**Task statement**
Nothing should appear in the answer except the lines from the one containing "Target: wooden stick" through the end of the listing, repeated exactly.

**Supplied material**
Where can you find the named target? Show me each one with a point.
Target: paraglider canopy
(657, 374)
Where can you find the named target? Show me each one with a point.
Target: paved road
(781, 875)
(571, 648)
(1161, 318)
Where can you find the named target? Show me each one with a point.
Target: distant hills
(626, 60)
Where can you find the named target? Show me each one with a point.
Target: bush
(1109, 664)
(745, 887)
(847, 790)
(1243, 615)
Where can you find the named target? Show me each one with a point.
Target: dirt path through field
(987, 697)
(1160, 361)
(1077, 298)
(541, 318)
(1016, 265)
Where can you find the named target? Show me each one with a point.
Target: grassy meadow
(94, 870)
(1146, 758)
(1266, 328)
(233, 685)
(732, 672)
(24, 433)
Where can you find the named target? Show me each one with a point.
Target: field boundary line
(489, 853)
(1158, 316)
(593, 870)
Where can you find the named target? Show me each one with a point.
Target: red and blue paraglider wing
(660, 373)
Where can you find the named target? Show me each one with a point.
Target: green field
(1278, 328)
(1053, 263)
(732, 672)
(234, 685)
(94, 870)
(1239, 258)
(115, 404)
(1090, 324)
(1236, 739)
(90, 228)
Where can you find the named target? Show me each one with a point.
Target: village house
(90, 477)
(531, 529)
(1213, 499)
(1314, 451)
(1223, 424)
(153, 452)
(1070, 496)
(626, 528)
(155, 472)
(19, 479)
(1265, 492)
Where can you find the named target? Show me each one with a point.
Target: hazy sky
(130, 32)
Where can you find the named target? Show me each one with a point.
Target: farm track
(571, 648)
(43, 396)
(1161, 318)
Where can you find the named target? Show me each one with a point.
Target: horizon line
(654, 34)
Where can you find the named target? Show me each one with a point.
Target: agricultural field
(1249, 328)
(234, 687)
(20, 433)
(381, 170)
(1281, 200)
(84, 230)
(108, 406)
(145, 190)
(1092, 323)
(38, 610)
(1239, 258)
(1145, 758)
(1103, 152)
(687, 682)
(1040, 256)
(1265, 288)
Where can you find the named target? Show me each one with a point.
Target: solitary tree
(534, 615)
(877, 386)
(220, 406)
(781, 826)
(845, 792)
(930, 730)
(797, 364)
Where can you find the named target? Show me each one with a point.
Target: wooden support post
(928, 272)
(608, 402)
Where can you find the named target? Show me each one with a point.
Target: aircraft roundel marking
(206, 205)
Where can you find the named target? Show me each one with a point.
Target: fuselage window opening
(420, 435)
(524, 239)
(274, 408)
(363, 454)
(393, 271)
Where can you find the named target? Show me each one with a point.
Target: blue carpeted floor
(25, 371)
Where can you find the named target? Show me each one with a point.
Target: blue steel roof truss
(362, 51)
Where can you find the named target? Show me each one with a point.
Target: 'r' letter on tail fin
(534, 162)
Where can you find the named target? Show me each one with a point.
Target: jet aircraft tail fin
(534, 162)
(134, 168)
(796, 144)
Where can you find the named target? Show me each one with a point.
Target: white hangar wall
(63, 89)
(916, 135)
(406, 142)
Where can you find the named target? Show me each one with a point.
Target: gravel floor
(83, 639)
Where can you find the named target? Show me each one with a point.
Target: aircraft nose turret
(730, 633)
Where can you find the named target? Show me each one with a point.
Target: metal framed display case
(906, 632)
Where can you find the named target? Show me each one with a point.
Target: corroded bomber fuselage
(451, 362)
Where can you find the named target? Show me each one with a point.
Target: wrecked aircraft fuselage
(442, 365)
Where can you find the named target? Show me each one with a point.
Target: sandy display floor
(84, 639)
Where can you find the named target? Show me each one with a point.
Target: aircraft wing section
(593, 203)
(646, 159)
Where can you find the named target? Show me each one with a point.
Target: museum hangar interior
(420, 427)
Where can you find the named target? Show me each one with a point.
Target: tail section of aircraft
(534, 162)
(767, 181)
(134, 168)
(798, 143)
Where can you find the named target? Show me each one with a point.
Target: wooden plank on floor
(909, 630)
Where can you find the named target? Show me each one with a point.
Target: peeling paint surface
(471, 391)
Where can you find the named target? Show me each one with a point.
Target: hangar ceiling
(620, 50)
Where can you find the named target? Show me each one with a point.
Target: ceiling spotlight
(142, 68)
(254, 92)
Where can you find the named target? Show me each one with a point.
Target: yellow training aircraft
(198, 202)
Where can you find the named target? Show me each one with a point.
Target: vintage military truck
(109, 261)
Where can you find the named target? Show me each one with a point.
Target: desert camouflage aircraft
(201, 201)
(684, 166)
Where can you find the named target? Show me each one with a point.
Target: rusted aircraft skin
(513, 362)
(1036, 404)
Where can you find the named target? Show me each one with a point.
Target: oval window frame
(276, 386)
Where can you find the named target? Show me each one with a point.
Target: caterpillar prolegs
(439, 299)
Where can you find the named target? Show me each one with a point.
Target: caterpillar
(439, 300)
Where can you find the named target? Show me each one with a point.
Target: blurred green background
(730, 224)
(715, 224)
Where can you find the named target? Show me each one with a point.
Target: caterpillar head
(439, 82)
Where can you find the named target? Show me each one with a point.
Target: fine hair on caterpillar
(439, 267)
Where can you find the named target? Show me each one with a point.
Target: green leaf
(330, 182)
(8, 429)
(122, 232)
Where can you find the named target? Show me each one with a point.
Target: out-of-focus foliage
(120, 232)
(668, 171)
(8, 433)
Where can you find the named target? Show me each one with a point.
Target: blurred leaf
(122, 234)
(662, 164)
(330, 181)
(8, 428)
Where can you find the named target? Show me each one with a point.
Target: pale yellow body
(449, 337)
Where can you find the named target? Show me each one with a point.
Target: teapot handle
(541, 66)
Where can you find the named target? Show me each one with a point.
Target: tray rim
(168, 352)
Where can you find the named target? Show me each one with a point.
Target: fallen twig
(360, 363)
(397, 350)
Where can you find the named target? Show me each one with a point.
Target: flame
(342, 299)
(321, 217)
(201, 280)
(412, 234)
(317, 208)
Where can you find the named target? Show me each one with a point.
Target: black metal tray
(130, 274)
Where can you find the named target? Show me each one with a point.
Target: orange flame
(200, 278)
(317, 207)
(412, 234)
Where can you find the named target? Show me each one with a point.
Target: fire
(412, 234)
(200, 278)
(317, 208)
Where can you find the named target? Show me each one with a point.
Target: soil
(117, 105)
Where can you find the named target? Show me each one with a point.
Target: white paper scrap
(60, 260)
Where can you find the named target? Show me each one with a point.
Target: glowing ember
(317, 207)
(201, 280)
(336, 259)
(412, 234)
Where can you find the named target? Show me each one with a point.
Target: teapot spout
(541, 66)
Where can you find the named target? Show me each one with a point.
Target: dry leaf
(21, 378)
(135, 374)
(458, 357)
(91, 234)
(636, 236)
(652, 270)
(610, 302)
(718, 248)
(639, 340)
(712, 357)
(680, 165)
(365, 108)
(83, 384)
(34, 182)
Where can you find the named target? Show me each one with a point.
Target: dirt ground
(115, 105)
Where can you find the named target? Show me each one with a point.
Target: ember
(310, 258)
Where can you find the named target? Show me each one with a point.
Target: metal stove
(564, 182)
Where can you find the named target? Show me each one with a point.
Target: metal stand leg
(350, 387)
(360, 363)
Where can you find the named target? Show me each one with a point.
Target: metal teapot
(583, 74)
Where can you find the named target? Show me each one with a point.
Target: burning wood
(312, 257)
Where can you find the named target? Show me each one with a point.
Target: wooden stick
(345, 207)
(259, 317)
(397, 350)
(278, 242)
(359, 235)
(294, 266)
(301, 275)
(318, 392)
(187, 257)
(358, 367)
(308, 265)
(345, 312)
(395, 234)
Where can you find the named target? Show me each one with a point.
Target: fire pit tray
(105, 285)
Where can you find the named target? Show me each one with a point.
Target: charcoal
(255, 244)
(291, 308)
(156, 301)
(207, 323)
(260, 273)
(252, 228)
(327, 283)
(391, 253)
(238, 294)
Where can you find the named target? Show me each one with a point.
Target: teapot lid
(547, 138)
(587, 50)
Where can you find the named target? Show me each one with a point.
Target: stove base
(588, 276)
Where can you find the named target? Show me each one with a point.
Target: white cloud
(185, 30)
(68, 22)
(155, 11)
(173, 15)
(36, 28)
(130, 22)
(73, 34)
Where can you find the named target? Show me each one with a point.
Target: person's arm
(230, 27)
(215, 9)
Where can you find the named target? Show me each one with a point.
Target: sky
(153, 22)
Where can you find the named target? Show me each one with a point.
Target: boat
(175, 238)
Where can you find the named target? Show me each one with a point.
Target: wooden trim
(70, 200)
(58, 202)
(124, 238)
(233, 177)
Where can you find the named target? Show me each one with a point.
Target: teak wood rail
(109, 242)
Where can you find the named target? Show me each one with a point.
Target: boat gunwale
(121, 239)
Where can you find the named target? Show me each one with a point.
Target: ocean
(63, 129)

**Reply to the exercise**
Target: wooden stick
(345, 207)
(259, 317)
(397, 350)
(278, 242)
(359, 235)
(294, 266)
(301, 275)
(318, 392)
(187, 257)
(358, 367)
(308, 265)
(345, 312)
(395, 234)
Where can you find the named target? Show me each one with a point.
Target: fire pit tray
(105, 285)
Where can you find the named target? Show me each one with a point.
Target: charcoal
(255, 244)
(291, 308)
(156, 301)
(207, 323)
(260, 273)
(252, 228)
(327, 283)
(391, 253)
(238, 294)
Where can you find the named target? Show me each one with a point.
Target: teapot lid
(547, 138)
(587, 50)
Where can you find the named target? Show me each one with a point.
Target: stove base
(588, 276)
Where can you find the named target? Show me each one with a point.
Target: white cloud
(185, 30)
(68, 22)
(155, 11)
(173, 15)
(36, 28)
(130, 22)
(73, 34)
Where can you find the named target? Show me each one with a point.
Target: person's arm
(230, 27)
(215, 9)
Where can you find the named target? Show me each one with a point.
Target: sky
(153, 22)
Where can you find the named target? Show me each one with a point.
Target: boat
(175, 238)
Where can you find the named target? Show me each one with a point.
Target: wooden trim
(70, 200)
(58, 202)
(124, 238)
(233, 177)
Where can you find the named target? Show me each one with a point.
Target: teak wood rail
(109, 242)
Where can you find the named target? Show me each one with a point.
Target: boat gunwale
(121, 239)
Where can you find the named target? Show me each one with a point.
Target: ocean
(63, 129)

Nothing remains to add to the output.